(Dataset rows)
______

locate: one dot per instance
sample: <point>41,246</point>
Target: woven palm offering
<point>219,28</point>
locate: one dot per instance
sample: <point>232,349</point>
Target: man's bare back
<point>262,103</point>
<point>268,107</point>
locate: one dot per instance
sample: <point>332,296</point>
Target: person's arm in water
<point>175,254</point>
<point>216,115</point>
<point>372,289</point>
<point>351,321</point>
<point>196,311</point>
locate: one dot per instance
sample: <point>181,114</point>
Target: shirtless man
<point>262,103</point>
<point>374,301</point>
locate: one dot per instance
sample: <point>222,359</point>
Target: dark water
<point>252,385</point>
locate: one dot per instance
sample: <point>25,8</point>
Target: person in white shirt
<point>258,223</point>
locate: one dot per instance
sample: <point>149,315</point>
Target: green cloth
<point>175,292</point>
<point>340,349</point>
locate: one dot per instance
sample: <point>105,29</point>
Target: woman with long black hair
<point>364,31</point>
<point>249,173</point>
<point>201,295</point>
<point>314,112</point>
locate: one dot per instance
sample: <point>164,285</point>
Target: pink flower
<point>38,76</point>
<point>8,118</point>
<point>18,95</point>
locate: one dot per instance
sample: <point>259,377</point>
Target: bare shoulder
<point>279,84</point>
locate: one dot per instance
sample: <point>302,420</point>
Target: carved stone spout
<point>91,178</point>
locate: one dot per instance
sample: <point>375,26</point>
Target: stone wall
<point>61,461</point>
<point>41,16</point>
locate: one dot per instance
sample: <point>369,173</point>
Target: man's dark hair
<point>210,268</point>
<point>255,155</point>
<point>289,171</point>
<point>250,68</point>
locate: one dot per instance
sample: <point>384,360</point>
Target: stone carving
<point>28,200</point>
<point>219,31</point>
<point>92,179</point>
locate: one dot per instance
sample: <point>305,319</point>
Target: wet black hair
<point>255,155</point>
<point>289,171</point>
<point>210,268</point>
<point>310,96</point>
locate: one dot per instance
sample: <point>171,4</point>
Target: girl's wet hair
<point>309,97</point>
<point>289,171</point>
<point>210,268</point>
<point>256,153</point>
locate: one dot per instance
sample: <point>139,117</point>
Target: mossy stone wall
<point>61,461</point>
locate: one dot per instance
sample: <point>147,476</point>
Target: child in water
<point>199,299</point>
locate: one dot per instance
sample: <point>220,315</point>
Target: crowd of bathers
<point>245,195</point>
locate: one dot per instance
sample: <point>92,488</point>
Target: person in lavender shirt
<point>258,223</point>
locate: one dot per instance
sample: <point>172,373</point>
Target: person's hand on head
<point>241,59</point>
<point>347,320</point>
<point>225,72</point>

______

Which lines of the data above contain the string "stone"? Report each one in full, treating case as significant.

Target: carved stone spout
Target: stone wall
Target: stone carving
Target: mossy stone wall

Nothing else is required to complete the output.